— Work instructions —
Go through the data below and return each line where the string "exact" appears.

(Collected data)
* * *

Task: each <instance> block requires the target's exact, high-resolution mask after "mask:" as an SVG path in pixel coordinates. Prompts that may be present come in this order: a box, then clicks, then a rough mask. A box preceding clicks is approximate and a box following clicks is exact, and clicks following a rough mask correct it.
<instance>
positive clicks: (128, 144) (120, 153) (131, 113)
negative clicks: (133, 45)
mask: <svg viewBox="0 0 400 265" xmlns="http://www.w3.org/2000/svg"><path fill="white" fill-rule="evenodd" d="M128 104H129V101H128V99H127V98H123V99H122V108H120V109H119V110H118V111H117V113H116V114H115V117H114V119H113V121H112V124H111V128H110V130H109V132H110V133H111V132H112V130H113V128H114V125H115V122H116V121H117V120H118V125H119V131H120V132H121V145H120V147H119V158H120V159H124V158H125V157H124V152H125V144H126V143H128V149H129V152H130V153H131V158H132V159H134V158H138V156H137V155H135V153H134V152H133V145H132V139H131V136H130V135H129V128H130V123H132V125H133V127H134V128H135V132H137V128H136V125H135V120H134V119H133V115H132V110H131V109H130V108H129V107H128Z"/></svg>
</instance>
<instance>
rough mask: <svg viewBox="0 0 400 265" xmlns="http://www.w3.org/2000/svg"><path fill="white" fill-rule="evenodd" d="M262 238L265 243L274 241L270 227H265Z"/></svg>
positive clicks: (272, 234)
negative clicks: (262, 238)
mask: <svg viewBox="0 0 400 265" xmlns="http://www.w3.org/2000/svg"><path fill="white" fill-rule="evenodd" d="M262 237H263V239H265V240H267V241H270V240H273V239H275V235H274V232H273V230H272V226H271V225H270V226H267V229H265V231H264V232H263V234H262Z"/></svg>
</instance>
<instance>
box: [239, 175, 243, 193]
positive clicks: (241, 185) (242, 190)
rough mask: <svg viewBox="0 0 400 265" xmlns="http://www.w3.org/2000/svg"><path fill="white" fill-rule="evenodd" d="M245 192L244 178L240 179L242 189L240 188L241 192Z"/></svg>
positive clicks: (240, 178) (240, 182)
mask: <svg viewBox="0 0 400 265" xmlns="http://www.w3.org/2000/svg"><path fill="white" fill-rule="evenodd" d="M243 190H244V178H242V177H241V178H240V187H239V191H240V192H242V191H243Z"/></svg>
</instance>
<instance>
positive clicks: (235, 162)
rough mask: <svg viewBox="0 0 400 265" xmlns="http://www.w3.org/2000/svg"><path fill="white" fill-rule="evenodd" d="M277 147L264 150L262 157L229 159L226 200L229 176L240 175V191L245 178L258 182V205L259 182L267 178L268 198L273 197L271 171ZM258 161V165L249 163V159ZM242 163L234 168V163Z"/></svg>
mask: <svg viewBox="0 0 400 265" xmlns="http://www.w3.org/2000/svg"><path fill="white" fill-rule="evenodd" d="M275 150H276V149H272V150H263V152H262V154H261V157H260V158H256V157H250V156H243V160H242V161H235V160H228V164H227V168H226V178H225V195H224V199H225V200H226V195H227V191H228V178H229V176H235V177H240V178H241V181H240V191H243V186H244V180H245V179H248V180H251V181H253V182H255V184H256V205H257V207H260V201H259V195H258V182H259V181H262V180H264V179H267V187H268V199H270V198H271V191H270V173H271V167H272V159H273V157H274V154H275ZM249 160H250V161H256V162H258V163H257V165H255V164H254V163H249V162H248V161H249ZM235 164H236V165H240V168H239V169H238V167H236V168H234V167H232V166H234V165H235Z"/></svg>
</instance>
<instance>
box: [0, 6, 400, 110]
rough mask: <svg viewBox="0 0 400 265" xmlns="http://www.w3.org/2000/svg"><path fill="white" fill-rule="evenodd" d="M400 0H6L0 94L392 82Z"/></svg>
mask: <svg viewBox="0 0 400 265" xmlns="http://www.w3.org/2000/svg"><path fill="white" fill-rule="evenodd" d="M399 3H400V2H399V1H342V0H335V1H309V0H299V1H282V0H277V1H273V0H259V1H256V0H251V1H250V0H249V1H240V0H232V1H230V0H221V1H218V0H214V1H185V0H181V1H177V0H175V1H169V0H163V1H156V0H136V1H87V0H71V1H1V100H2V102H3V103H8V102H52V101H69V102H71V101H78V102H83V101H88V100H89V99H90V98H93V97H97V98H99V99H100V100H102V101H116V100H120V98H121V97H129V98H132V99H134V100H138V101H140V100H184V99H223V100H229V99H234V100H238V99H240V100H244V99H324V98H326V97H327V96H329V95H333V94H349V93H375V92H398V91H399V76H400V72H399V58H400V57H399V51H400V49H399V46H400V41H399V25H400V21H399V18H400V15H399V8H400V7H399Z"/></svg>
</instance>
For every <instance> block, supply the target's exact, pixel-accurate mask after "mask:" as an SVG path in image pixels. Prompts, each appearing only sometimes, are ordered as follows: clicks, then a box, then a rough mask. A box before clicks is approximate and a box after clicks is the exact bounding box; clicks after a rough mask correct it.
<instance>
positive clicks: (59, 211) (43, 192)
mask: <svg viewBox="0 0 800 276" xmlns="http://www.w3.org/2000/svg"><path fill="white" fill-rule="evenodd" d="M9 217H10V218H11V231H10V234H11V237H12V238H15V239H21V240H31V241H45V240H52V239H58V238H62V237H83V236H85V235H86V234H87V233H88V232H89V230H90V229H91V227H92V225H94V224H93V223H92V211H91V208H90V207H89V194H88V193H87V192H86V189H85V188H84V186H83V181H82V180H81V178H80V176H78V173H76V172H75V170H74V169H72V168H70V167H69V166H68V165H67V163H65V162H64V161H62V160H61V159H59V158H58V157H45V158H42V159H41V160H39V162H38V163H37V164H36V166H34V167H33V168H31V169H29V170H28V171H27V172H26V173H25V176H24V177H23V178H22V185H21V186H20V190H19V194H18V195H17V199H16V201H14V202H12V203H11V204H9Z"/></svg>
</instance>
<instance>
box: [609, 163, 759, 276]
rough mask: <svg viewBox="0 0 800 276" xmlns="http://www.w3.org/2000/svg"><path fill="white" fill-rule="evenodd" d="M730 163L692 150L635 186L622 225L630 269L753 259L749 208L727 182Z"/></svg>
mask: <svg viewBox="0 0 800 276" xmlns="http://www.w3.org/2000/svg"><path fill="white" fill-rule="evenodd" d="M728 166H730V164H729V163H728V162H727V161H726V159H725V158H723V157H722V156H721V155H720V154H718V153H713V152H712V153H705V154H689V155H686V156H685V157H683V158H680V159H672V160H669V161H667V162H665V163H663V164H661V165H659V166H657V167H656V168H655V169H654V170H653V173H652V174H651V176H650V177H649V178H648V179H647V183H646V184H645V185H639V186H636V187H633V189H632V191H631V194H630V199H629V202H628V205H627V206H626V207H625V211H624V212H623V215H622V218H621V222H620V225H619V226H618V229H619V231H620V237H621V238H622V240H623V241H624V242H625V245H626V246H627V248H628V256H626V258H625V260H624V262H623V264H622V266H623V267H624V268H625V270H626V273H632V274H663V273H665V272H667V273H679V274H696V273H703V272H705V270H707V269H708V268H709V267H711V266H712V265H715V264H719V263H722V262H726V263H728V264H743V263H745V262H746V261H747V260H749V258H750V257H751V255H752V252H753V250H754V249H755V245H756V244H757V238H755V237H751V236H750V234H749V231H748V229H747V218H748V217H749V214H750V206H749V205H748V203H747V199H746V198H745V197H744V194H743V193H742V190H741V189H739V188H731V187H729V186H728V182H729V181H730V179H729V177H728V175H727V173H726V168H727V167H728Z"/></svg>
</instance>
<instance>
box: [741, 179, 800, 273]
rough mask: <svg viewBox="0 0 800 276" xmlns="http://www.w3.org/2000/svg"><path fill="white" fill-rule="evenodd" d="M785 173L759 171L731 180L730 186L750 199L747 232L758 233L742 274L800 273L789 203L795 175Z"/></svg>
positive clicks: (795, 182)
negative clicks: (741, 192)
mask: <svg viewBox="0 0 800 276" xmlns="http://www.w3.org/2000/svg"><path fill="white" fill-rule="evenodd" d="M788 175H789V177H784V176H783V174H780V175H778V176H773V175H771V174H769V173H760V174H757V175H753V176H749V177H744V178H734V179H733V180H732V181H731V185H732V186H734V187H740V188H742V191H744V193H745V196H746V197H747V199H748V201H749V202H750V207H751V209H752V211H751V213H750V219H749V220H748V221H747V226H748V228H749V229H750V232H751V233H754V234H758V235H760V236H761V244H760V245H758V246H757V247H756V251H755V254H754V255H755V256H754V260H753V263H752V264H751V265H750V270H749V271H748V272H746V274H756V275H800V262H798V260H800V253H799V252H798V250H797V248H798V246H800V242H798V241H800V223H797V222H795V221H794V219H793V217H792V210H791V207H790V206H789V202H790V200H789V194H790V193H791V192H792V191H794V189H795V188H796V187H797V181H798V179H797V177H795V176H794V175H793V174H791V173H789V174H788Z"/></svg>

* * *

— Task result —
Task: each <instance> block requires the target's exact, high-resolution mask after "mask:" as an SVG path in pixel coordinates. Prompts that may be present come in this order: a box, then clicks, then a rough mask. A box preceding clicks is approximate and a box following clicks is exact, and clicks following a rough mask correct it.
For every <instance> block, supply the target's exact, pixel-accurate mask after "mask:" as an SVG path in image pixels. Prompts, each appearing only sometimes, are ordered as follows: clicks, then a box, then a rough mask. A box before clicks is approximate and a box after clicks is the exact bounding box; clicks after a rough mask correct it.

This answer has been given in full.